**Verilen Metin**
7 Eylül 2025 - 19:57
Neden Birleşmiş Milletler, ABD’nin Filistin insan hakları gruplarına yönelik yaptırımlarının kaldırılmasını talep etti?

Birleşmiş Milletler Yüksek Komiserliği İnsan Hakları, ABD’nin Filistin insan hakları gruplarına yönelik yeni yaptırımlarına tepki olarak, bu yaptırımların derhal kaldırılmasını istedi.

Uluslararası Ehlibeyt (a.s) Haber Ajansı -ABNA- Birleşmiş Milletler Yüksek Komiseri Volker Türk, ABD’nin Filistin insan hakları gruplarına yönelik yeni yaptırımlarını kınayarak, bu yaptırımların sadece işgal altındaki topraklarda sivil toplumun faaliyetlerini olumsuz etkilemekle kalmayacağını, aynı zamanda muhtemelen küresel ölçekte caydırıcı etkileri olacağını vurguladı.

ABD Dışişleri Bakanlığı birkaç gün önce, Uluslararası Ceza Mahkemesi’nden Gazze’de işlenen savaş suçlarıyla ilgili soruşturma yapmasını ve İsrail rejimi yetkililerini tutuklamasını talep eden üç Filistinli insan hakları grubunu yaptırım listesine aldı. ABD Dışişleri Bakanı Mark Rubio, ABD’nin, Uluslararası Ceza Mahkemesi’nin İsrail’i “haksız yere hedef aldığı” gerekçesiyle “El-Hak”, “El-Mizan İnsan Hakları Merkezi” ve “Filistin İnsan Hakları Merkezi” adlı üç STK’yı yaptırım uyguladığını söyledi.

**Verilen Veriler**
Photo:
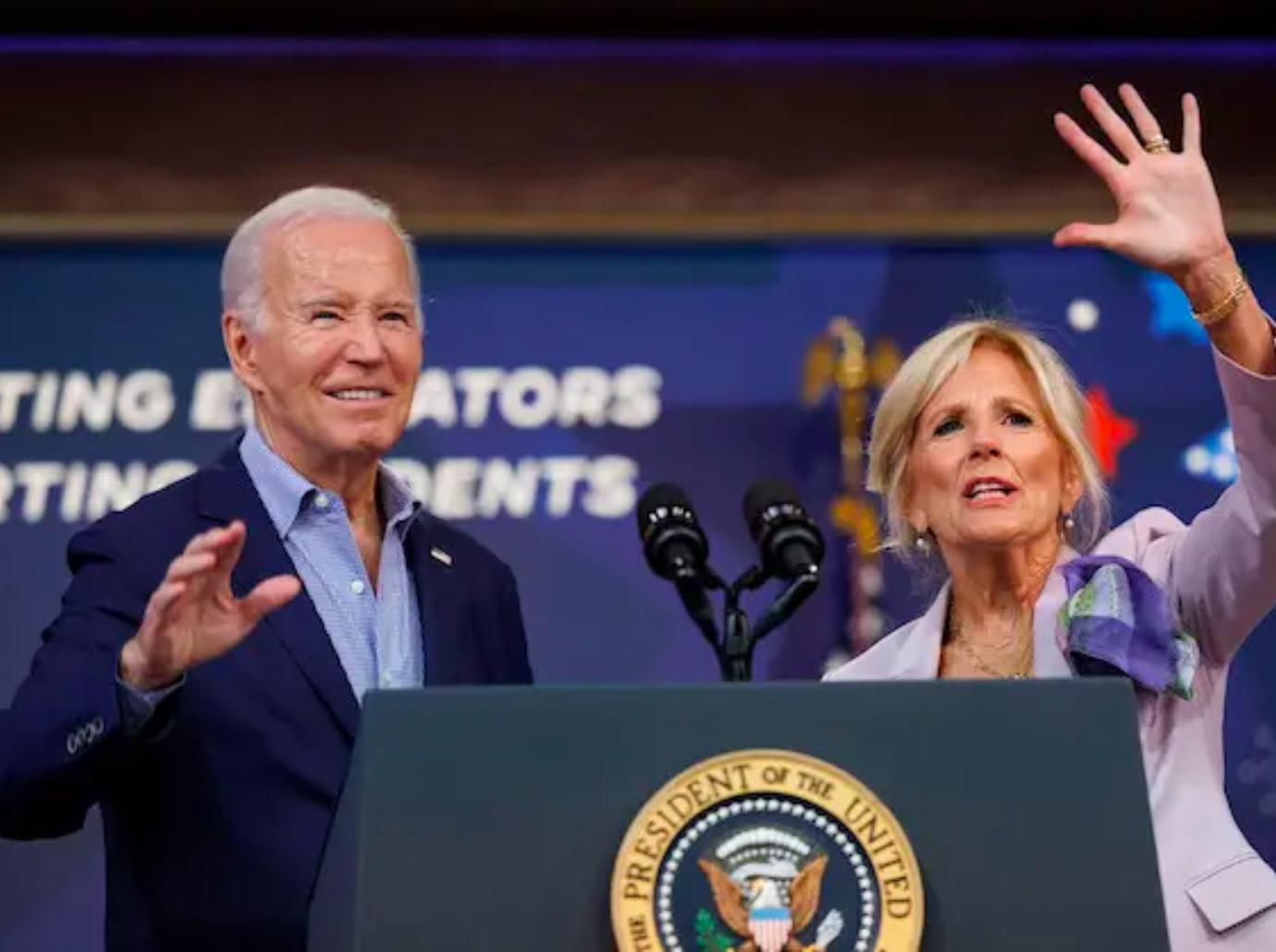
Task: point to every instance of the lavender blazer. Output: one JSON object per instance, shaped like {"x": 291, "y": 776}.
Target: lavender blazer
{"x": 1220, "y": 573}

**Sizden İstenen**
Haber metninin "7 Eylül 2025" ile başlayıp "etkileri olacağını vurguladı." ile biten bölümünü yeniden yazın; bunu yaparken "derhal" yerine "hemen" koyun.

**Alıştırmanın Cevabı**
7 Eylül 2025 - 19:57
Neden Birleşmiş Milletler, ABD’nin Filistin insan hakları gruplarına yönelik yaptırımlarının kaldırılmasını talep etti?

Birleşmiş Milletler Yüksek Komiserliği İnsan Hakları, ABD’nin Filistin insan hakları gruplarına yönelik yeni yaptırımlarına tepki olarak, bu yaptırımların hemen kaldırılmasını istedi.

Uluslararası Ehlibeyt (a.s) Haber Ajansı -ABNA- Birleşmiş Milletler Yüksek Komiseri Volker Türk, ABD’nin Filistin insan hakları gruplarına yönelik yeni yaptırımlarını kınayarak, bu yaptırımların sadece işgal altındaki topraklarda sivil toplumun faaliyetlerini olumsuz etkilemekle kalmayacağını, aynı zamanda muhtemelen küresel ölçekte caydırıcı etkileri olacağını vurguladı.